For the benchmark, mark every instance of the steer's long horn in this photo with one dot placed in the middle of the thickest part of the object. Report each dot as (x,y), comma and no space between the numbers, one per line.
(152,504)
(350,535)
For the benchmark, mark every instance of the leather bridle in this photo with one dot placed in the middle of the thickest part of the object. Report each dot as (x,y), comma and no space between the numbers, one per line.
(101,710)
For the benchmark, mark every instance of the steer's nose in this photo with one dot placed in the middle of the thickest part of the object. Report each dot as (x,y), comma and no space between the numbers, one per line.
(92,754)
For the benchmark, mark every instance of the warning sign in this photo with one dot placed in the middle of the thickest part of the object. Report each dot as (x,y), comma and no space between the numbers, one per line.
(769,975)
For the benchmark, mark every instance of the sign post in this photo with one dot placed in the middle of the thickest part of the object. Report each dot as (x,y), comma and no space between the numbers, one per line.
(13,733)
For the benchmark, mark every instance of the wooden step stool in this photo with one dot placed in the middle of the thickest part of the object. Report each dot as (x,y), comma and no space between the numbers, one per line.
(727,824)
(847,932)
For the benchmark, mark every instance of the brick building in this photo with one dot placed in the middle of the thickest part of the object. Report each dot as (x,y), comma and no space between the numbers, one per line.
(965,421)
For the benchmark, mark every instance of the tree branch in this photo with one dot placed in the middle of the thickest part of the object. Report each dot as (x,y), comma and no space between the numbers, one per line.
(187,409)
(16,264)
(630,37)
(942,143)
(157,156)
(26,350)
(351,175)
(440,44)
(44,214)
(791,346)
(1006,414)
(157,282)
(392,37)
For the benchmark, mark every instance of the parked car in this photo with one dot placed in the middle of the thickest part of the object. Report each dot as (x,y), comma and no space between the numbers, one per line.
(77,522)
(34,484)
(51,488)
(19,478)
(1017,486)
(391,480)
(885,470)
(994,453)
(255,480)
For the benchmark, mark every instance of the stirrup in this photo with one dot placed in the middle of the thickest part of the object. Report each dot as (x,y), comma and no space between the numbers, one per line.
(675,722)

____

__Requirement__
Starting with the line that contains "For the benchmark, mark every instance of the steer's nose" and going on through the end of the listing above, give those lines as a Markdown table with the columns Row and Listing line, leaving out any blank lines.

__Solution below__
| Row | Listing line |
|---|---|
| 1 | For the benchmark, mark every instance of the steer's nose in this photo with one dot placed in the middle of the thickest part of the object. Report each dot as (x,y), comma and no space between the numbers, one per line. |
| 2 | (92,754) |
| 3 | For the benchmark, mark every instance of the warning sign in this photo with one dot placed in the middle of the thickest part of the object. Report each dot as (x,y), comma and no space between the numbers, one per line. |
| 4 | (769,975) |
| 5 | For the benchmark, mark every instance of the sign post in this photo with one dot placed in the middle of the thickest part of the object. Report each dot as (x,y), comma and no space between the numbers, one per line. |
| 6 | (13,733) |
| 7 | For the benchmark, mark every instance of the wooden step stool in this photo with one dot placed in the middle of the thickest part of the object. Report each dot as (x,y), comma and no space between the numbers, one per line. |
| 8 | (727,824) |
| 9 | (847,932) |
| 10 | For the benchmark, mark every instance of the brick building in this photo with one dot placed in the middle of the thickest part of the object. Report each dot as (x,y), comma and no space between the numbers, one per line. |
| 11 | (965,421) |
| 12 | For the benchmark, mark every instance of the tree branch in this photo with one dot placed in the middle of the thickest part of the object. Report each dot as (x,y), comma and no space between the numbers, one per line. |
| 13 | (187,409) |
| 14 | (16,264) |
| 15 | (630,37) |
| 16 | (942,143) |
| 17 | (157,156) |
| 18 | (26,350) |
| 19 | (351,175) |
| 20 | (440,44) |
| 21 | (44,214) |
| 22 | (791,346) |
| 23 | (1006,414) |
| 24 | (157,282) |
| 25 | (392,37) |
| 26 | For the benchmark, mark every instance of the parked car in this photo with one dot placed in the middle of the thickest part of the object. Report each dot as (x,y), comma and no space between the numbers, one per line. |
| 27 | (77,522) |
| 28 | (34,484) |
| 29 | (51,488) |
| 30 | (19,478) |
| 31 | (1017,486) |
| 32 | (391,480) |
| 33 | (885,470) |
| 34 | (994,453) |
| 35 | (255,480) |
| 36 | For the benchmark, mark every instance of the stirrup in this photo with one dot placed in the middle of the thickest part of the object. Report each dot as (x,y), comma and no space between the numbers, one per line. |
| 37 | (675,722) |